Exercise brief: Tally the lines of the material below that contain the string "window" with case counting, and reply with only the number.

Entries supplied:

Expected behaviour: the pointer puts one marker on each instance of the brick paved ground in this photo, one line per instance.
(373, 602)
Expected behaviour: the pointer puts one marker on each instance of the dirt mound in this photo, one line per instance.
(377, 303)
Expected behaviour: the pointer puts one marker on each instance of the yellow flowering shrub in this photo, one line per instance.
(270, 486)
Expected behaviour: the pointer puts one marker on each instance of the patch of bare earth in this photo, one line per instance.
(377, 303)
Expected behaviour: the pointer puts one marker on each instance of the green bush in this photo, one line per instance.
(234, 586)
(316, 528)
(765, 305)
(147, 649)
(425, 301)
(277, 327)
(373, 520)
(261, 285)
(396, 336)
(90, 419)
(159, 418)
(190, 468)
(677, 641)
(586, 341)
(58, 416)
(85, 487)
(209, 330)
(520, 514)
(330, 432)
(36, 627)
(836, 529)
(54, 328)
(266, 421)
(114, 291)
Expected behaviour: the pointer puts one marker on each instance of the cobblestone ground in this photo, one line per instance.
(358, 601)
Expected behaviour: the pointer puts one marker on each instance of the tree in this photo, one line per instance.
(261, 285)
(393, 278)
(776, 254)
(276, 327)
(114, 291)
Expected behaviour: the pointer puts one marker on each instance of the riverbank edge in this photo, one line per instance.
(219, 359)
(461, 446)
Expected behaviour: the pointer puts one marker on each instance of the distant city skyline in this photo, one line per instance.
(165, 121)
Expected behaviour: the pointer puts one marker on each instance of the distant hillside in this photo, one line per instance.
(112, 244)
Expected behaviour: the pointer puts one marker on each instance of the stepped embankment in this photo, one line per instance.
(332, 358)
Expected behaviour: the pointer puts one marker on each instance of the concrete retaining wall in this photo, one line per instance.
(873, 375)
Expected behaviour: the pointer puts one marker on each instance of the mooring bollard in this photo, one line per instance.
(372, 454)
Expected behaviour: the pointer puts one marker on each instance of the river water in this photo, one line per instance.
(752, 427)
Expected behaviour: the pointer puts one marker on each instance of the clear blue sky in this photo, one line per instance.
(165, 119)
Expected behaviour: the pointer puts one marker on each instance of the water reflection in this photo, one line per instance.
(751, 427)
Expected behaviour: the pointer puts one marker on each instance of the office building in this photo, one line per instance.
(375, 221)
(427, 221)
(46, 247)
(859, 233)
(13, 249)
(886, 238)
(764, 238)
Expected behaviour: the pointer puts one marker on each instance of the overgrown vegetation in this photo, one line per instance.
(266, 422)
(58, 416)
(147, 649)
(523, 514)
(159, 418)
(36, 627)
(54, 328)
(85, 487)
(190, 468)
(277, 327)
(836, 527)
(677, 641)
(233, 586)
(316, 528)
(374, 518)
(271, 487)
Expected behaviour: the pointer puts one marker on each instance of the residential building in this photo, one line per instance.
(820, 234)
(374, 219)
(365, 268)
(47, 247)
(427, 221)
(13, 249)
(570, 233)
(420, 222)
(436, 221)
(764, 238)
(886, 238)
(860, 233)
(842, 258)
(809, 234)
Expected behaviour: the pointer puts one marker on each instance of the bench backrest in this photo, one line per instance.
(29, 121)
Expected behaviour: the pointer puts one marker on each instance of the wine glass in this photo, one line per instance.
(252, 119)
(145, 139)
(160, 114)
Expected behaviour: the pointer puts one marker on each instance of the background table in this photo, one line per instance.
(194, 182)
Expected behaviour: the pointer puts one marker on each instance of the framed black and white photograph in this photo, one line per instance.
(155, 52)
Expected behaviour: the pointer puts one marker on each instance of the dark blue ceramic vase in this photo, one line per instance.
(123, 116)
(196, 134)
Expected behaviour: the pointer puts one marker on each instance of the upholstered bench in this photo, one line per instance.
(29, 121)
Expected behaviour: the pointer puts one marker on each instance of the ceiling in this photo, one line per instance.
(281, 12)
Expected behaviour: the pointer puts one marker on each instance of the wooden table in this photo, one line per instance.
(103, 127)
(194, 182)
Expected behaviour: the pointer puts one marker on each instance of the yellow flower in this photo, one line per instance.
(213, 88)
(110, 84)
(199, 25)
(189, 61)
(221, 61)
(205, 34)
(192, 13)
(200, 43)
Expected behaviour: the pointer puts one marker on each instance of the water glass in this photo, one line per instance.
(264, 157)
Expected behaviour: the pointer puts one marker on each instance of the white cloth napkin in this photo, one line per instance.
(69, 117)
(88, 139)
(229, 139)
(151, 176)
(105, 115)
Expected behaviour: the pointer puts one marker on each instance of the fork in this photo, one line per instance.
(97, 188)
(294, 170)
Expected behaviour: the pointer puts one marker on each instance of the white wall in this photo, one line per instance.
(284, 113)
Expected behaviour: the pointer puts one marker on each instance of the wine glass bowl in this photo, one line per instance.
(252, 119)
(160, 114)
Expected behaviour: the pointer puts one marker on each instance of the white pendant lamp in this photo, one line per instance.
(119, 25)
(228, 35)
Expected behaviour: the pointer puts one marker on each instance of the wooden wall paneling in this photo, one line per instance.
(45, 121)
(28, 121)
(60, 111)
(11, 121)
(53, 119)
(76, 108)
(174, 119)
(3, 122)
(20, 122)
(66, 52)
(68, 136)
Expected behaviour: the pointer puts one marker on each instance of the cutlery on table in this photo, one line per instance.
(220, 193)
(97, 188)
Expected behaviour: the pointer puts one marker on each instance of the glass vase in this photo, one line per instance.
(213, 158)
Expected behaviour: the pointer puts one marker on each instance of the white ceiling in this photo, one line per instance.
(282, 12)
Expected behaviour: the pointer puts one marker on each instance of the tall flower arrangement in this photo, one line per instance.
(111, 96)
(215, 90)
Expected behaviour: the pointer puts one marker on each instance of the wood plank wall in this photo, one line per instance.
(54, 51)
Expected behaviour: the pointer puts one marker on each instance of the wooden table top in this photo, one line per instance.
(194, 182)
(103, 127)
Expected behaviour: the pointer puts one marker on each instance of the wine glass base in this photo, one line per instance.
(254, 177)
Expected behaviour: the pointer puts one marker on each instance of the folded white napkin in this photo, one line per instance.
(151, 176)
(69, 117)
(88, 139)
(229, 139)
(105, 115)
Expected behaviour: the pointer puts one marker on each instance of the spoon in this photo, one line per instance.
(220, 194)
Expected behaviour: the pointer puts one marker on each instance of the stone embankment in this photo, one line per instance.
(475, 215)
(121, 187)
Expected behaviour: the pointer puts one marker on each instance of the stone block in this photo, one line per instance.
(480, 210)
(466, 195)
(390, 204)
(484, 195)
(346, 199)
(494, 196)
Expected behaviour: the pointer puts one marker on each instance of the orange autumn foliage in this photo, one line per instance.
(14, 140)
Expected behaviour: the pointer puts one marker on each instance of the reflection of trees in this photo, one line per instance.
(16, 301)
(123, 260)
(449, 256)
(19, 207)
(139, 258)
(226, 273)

---

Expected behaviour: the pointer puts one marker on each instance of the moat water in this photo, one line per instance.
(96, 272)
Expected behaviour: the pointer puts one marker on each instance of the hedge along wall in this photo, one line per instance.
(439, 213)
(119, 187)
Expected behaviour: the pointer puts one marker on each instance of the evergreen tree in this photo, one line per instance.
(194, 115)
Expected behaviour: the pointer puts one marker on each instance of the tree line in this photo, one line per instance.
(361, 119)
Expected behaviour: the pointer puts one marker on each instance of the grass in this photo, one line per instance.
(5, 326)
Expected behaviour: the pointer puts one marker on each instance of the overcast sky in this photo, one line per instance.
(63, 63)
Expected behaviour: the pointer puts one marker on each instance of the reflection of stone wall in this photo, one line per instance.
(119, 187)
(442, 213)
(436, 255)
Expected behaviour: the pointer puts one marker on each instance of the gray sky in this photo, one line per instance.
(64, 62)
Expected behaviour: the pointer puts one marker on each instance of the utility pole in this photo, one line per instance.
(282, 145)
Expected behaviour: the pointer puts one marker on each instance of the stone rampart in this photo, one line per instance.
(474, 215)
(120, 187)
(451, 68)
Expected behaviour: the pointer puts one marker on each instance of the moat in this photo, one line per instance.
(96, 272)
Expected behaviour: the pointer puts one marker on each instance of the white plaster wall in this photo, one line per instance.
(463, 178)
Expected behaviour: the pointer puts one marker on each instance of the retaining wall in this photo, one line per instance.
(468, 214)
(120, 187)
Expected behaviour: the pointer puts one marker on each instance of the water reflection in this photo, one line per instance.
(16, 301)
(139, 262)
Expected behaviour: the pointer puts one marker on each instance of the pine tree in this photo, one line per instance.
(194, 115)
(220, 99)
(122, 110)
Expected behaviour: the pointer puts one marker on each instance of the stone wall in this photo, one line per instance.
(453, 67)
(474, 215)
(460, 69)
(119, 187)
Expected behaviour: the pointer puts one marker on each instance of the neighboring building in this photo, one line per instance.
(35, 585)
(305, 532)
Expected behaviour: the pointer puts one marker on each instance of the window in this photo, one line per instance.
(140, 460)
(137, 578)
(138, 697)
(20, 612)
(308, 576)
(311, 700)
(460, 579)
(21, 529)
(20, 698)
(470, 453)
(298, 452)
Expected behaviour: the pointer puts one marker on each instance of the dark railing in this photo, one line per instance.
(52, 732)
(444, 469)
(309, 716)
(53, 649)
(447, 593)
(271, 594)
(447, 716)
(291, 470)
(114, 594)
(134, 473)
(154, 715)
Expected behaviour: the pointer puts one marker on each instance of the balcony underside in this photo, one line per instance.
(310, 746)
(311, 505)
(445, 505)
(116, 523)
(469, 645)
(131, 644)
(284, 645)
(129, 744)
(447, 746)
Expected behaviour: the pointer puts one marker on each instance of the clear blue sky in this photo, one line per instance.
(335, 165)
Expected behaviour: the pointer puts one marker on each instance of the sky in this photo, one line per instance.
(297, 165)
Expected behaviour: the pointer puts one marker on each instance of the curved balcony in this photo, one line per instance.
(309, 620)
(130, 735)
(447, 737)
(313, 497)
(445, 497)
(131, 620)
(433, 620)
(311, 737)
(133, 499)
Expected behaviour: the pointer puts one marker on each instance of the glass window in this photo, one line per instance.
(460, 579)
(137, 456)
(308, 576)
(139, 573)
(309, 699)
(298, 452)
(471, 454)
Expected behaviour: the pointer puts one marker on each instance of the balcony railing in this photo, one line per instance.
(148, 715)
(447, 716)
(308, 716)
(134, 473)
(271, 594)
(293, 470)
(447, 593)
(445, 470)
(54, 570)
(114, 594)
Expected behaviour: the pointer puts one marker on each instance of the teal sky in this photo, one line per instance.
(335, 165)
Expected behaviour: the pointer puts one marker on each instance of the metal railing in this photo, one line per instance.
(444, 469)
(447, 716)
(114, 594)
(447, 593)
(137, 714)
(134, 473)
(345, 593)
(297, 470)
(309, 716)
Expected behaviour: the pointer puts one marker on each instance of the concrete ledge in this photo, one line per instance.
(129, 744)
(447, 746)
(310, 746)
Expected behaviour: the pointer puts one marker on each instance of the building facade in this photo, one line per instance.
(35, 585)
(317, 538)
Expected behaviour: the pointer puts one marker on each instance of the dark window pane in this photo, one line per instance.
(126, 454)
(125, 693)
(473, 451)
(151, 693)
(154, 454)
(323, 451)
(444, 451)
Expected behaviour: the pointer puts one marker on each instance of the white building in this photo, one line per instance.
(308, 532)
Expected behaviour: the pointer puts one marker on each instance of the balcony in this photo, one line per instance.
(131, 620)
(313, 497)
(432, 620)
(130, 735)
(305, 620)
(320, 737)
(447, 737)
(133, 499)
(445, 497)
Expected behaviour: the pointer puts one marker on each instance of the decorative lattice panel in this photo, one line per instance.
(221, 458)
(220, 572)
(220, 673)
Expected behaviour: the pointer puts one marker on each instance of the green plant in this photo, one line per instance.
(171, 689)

Reply: 3